[Data records]
========================

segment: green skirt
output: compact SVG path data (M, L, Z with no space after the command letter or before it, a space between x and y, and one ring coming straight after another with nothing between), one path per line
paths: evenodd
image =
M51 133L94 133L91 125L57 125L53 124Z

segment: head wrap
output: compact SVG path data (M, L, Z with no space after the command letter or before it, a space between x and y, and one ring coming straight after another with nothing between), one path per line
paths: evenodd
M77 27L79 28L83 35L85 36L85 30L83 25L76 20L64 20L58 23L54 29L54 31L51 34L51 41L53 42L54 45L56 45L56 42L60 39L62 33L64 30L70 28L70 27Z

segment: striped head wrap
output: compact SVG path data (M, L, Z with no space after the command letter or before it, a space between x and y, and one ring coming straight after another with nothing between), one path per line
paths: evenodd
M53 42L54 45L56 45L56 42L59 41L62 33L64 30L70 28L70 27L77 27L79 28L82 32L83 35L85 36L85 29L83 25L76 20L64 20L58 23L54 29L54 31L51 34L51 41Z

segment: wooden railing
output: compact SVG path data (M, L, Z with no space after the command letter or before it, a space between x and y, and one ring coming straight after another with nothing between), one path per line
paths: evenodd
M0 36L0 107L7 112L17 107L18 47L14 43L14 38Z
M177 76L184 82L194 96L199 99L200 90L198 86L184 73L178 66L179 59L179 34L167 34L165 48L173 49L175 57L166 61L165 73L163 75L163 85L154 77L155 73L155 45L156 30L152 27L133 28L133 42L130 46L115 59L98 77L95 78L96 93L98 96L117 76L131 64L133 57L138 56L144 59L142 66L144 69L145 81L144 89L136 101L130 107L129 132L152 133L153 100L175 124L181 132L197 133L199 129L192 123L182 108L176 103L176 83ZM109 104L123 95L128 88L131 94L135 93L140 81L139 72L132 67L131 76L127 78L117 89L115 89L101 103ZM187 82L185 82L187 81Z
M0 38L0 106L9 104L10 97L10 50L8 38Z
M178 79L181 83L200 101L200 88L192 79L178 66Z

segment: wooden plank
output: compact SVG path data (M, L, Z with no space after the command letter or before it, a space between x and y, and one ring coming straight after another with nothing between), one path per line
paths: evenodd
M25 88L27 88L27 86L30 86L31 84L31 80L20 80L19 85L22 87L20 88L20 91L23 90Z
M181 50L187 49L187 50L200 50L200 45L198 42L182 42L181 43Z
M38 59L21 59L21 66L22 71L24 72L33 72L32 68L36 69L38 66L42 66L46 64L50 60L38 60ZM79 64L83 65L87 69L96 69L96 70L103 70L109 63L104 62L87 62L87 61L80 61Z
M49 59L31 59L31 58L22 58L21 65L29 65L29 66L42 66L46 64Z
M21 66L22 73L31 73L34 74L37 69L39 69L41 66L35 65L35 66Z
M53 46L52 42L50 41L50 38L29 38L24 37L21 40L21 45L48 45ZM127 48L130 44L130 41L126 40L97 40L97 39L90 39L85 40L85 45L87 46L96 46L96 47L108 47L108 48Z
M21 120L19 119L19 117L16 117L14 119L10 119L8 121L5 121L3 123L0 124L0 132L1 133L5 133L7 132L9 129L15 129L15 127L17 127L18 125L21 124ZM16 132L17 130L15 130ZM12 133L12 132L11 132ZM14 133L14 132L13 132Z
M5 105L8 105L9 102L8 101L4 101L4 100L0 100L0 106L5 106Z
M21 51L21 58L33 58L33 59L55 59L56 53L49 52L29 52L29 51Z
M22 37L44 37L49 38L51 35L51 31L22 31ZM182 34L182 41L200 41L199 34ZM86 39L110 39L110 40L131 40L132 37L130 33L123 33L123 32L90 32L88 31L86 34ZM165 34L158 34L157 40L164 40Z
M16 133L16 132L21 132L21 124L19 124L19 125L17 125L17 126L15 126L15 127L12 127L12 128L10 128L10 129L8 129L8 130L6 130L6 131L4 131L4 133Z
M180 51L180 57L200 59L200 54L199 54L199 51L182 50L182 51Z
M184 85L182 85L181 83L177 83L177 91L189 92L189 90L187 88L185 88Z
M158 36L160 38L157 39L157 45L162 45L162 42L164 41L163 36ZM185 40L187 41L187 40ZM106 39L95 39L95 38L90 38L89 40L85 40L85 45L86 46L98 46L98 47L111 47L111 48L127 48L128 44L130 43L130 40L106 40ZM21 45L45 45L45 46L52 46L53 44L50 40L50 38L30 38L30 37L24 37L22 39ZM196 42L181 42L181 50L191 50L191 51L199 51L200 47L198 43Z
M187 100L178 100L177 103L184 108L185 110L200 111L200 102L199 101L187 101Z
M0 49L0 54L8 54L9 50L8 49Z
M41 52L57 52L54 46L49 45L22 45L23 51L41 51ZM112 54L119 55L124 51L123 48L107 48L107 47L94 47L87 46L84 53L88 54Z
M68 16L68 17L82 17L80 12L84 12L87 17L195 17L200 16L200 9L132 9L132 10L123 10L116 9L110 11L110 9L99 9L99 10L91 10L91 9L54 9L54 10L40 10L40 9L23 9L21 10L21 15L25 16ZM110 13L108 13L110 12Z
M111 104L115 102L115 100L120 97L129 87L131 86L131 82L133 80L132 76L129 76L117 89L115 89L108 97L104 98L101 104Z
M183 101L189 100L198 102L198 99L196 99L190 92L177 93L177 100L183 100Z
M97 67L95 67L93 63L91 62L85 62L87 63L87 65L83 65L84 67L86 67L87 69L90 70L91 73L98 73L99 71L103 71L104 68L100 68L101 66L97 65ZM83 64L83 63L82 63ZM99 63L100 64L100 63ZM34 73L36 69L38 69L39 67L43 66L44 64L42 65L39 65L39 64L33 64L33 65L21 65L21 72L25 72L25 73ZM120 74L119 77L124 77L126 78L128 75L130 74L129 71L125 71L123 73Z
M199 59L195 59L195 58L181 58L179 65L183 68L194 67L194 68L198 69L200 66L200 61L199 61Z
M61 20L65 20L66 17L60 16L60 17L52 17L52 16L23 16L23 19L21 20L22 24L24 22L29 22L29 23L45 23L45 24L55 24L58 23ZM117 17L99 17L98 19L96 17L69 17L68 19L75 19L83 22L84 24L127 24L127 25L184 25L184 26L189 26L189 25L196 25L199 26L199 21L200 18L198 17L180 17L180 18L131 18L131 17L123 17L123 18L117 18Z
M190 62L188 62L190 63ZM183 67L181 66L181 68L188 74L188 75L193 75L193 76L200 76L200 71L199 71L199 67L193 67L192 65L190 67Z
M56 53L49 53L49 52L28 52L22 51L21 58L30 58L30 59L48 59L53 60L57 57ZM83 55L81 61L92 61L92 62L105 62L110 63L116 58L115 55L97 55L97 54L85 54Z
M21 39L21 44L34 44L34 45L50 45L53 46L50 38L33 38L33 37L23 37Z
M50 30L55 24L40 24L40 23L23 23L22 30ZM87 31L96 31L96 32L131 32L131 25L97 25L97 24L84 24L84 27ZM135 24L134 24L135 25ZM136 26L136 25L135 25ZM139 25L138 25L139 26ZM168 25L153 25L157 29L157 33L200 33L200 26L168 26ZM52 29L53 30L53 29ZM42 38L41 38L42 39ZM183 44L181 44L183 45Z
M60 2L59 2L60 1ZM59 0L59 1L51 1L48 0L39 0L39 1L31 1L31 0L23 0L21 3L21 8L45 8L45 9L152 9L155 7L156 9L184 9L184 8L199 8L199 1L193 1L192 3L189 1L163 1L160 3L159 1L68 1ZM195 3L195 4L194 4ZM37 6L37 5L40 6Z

========================

- **EXERCISE DIRECTIONS**
Up to and including the line that contains "segment: striped head wrap", output the records above exactly, beginning with their first line.

- **SOLUTION TO THIS TASK**
segment: green skirt
output: compact SVG path data (M, L, Z with no space after the command letter or before it, a space between x and y, and one ring coming straight after another with nothing between), one path per line
paths: evenodd
image =
M51 133L94 133L91 125L57 125L53 124Z

segment: head wrap
output: compact SVG path data (M, L, Z with no space after the command letter or before it, a space between x and y, and one ring coming straight after another with nothing between), one path per line
paths: evenodd
M77 27L79 28L83 35L85 36L85 30L83 25L76 20L64 20L58 23L54 29L54 31L51 34L51 41L53 42L54 45L56 45L56 42L60 39L62 33L64 30L70 28L70 27Z

segment: striped head wrap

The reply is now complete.